SUMBER:
┄┄┄┄┄┄┄┄┄┄┄┄┄┄┄┄┄┄┄┄

PALEMBANG – Komisi IV DPRD Sumatera Selatan mempertanyakan mengenai kejelasan tentang izin analisis dampak lalu

PALEMBANG – Komisi IV DPRD Sumatera Selatan mempertanyakan mengenai kejelasan tentang izin analisis dampak lalu lintas dengan memanggil instansi terkait.

“Berkaitan dengan persiapan menjelang Asian Games 2018, karena itu kita rapat dengan Dinas Perhubungan Sumsel dan pemilik usaha untuk menanyakan kejelasan tentang izin analisis dampak lalu lintas (Andalalin),” kata Anggota Komisi IV DPRD Sumsel, MA Gantada di Palembang, Kamis (02/03).

Menurut dia, hampir keseluruhan kegiatan usaha yang menggunakam jalur lalu lintas baik itu masuk jalan nasional, jalan provinsi, maupun jalan kabupaten/kota itu sepertinya mengabaikan analisis dampak lalu lintas.

Ia berharap, Dinas Perhubungan dapat terus menerus mensosialisasikan izin Andalalin ini sebelum pada tingkatan penindakan.

Selain itu, lanjutnya nanti DPRD akan menyurati wali kota dan bupati agar kiranya dalam suatu penerbitan izin usaha yang berada di jalur jalan nasional, jalan provinsi untuk tidak terlebih dahulu menerbitkan izin usaha sebelum Andalalin diselesaikan.

Kemudian, pihaknya juga menyampaikan kepada pemangku kepentingan untuk terus mensosialisasikan UU lalu lintas yang mengatur setiap apapun berkaitan jalur jalan lalu lintas memerlukan Andalalin.

┄┄┄┄┄┄┄┄┄┄┄┄┄┄┄┄┄┄┄┄

DATA DITAMPILKAN:
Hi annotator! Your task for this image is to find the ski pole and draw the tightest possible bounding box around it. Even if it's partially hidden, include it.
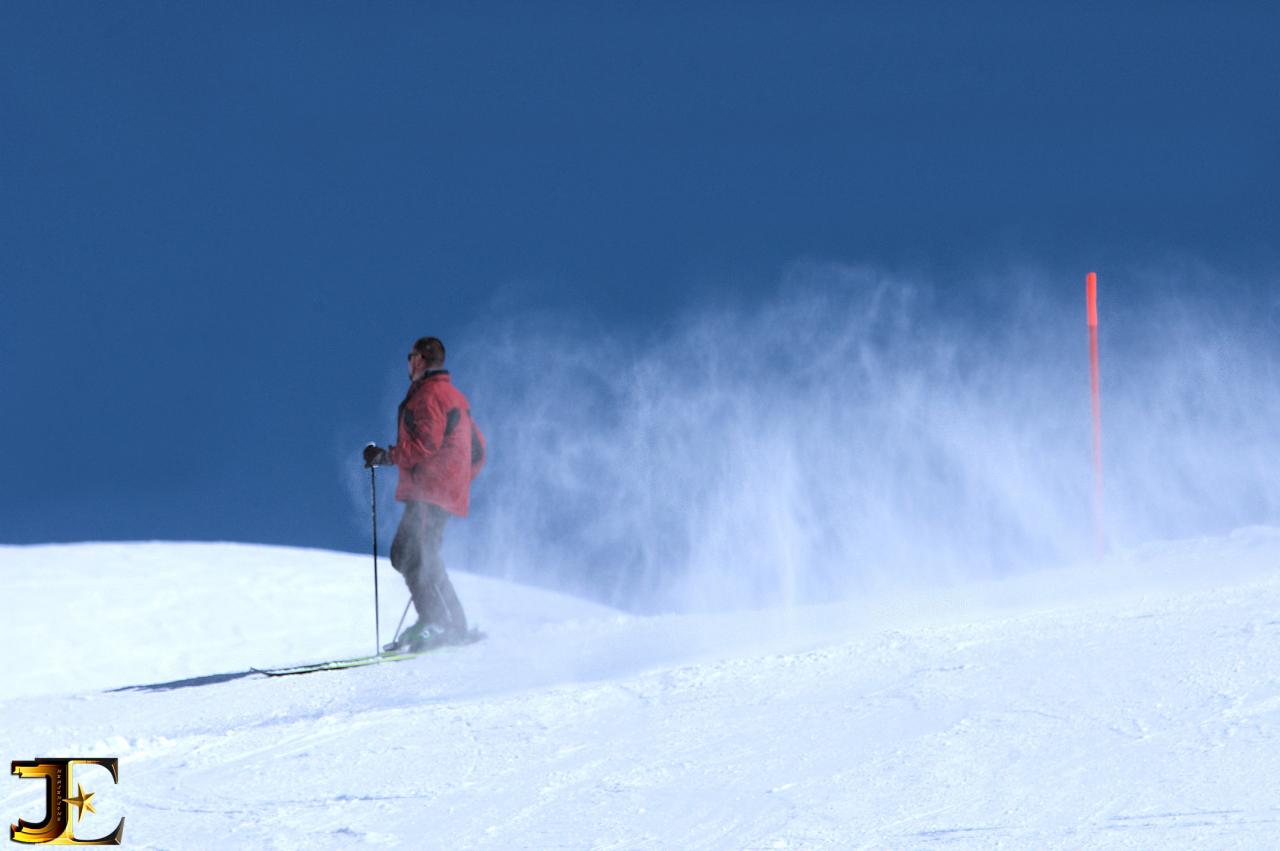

┄┄┄┄┄┄┄┄┄┄┄┄┄┄┄┄┄┄┄┄

DAFTAR TUGAS:
A - Terjemahkan kalimat berikut dari berita tentang izin Andalalin ke dalam bahasa Inggris: "PALEMBANG – Komisi IV DPRD Sumatera Selatan mempertanyakan mengenai kejelasan tentang izin analisis dampak lalu lintas dengan memanggil instansi terkait."
B - Jawablah pertanyaan berikut berdasarkan berita tentang izin Andalalin.
(i) Persiapan menjelang acara apa yang menjadi alasan rapat tersebut?
(ii) Dengan pihak mana saja Komisi IV mengadakan rapat?
(iii) Kepada siapa DPRD akan mengirimkan surat terkait penerbitan izin usaha?

JAWABAN:
A - PALEMBANG – Commission IV of the South Sumatra DPRD questioned the clarity of traffic impact analysis permits by summoning the relevant agencies.

B -
(i) Asian Games 2018.
(ii) Dinas Perhubungan Sumsel dan pemilik usaha.
(iii) Wali kota dan bupati.